## DOCUMENT PASSAGE
For example, you may be surprised to know that a simple visit to Dictionary.com results in 223 different businesses uploading third party tracking files to your computer, each of which assigns it a unique identifying number that marketing and data-gathering companies use to record your behavior online.** The more sophisticated of these files even record everything that you type into your browser. Over the past few years a robust market has emerged around the sheer buying and selling these files. The marketing and advertising industries have been at the forefront of leveraging these files to more efficiently target advertisements towards online audiences.
Privacy analyst Mike Spinney understands why people may find it creepy for businesses to be collecting so much of their data, but he says the Luddites amongst us should not be too concerned about their personal data being abused by corporate entities. “People may think industry self-regulation does not work — that they’re inherently evil — and yet the opposite is true. They recognize there’s a fine line and they do not want to cross it.” Spinney, Morgan, and Cortada all agree that though the increased use of data may at times seem invasive, successful businesses will always be most concerned with using it to provide their consumers a better product or service.
In future, Morgan predicts we could well reach the “holy grail of advertising,” where we only receive ads that we like—and are therefore happy to get them. Cortada wonders whether current forms of technology will be capable of handling the enormous amount of data that the future holds in store. “I am even questioning whether we’re going to have computers made out of metal or composite material,” he says. “As a human race we’re going to need a whole series of different platforms.” Biology, he says, provides a good template for foreseeing the complexity of the data feedback systems that we can expect to develop down the road. “If you take a look at how much data there is in living human cells, the patterns of data collection that the body uses to be a successfully functioning organism are colossally larger than anything we do today.”
No one knows how long it will take before businesses begin implementing the kinds of complex feedback systems that biologists see in nature, but for now one thing is for certain: the world is sitting at the foot of what will continue to be an unfathomable mountain of data with the potential to profoundly revolutionize much more than just the way that businesses target us with pesky advertisements. There is already so much data, in fact, that the very thought of beginning to mold it into useful information is enough to make one throw their hands up in the air and give up. “We are almost at a point now where trying to do an inventory on all this data is almost a superfluous exercise,” says Cortada. “It’s like trying to count all the stars in the sky.”
— * For a fascinating look at the number of tracking files each of the 50 most popular Web sites place on your computer, explore the data on the Wall Street Journal’s “What They Know” Interactive Series.
— ** For a comparison of Amazon and Netflix’s recommendation engines, check out this blog post by Chris Dixon.

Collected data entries
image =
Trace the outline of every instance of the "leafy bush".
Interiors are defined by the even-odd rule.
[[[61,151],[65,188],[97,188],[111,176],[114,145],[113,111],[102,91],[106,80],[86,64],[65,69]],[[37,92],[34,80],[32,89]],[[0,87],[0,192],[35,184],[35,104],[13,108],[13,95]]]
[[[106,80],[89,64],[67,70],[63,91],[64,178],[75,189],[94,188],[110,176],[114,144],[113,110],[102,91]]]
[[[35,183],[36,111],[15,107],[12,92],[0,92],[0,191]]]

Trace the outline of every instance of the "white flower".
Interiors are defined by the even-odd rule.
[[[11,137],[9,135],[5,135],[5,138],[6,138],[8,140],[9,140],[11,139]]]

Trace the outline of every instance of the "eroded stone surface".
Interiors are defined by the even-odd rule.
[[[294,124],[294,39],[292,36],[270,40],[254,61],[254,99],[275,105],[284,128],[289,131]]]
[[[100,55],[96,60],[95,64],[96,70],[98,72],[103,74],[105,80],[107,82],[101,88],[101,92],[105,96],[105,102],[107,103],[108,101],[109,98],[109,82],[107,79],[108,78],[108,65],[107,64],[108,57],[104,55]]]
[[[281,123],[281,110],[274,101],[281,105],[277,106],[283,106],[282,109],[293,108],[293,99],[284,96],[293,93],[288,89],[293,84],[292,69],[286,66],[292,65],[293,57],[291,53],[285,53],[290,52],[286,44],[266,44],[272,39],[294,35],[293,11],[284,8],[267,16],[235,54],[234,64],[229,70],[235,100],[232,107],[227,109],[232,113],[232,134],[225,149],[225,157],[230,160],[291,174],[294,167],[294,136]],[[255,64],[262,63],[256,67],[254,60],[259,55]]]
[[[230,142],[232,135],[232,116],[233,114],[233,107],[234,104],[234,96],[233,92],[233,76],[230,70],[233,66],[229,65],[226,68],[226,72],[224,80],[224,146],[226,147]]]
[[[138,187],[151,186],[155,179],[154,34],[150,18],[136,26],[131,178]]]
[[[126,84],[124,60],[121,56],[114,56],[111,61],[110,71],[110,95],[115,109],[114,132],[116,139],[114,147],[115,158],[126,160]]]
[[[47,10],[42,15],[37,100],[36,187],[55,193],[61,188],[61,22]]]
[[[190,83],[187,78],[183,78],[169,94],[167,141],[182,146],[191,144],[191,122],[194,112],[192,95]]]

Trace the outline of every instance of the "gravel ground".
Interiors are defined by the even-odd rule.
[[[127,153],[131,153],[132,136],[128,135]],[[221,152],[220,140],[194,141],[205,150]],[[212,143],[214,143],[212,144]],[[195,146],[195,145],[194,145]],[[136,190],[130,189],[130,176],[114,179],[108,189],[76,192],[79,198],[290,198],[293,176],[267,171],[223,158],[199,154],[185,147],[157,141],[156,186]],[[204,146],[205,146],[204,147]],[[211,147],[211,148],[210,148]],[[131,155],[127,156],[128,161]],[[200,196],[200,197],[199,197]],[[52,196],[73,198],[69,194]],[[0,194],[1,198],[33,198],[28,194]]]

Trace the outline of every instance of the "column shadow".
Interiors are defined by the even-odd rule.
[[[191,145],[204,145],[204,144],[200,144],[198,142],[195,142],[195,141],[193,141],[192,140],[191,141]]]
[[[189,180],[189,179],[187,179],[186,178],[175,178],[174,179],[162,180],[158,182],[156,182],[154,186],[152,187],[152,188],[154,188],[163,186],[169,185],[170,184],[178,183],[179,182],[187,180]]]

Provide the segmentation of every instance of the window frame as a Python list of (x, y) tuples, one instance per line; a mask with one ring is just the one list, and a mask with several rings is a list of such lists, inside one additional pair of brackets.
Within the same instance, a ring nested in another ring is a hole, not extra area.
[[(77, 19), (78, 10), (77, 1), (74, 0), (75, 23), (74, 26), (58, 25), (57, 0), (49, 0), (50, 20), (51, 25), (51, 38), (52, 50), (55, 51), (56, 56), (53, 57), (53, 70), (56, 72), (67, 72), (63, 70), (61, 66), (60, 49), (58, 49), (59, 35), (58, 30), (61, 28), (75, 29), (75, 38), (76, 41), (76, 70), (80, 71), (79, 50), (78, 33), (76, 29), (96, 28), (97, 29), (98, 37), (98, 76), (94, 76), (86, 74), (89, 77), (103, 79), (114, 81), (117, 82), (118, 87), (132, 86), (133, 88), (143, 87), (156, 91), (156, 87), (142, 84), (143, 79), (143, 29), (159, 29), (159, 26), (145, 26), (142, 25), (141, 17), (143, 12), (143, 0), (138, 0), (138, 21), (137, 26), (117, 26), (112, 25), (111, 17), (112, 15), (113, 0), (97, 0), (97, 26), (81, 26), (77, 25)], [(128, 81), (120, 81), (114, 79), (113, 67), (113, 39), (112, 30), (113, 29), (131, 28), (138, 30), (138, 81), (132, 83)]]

## LIST OF TASKS
(a) Copy the passage on online data from "Privacy analyst Mike" to "product or service.", changing "corporate entities" to "large companies".
(b) Answer these from the passage on online data:
(i) How many businesses upload third party tracking files during a visit to Dictionary.com?
(ii) What does Morgan call the point where people receive only ads they like?
(iii) What does Cortada compare taking an inventory of all this data to?

## RESULTS FOR THE EXERCISE
(a)
Privacy analyst Mike Spinney understands why people may find it creepy for businesses to be collecting so much of their data, but he says the Luddites amongst us should not be too concerned about their personal data being abused by large companies. “People may think industry self-regulation does not work — that they’re inherently evil — and yet the opposite is true. They recognize there’s a fine line and they do not want to cross it.” Spinney, Morgan, and Cortada all agree that though the increased use of data may at times seem invasive, successful businesses will always be most concerned with using it to provide their consumers a better product or service.

(b)
(i) 223
(ii) The "holy grail of advertising"
(iii) Trying to count all the stars in the sky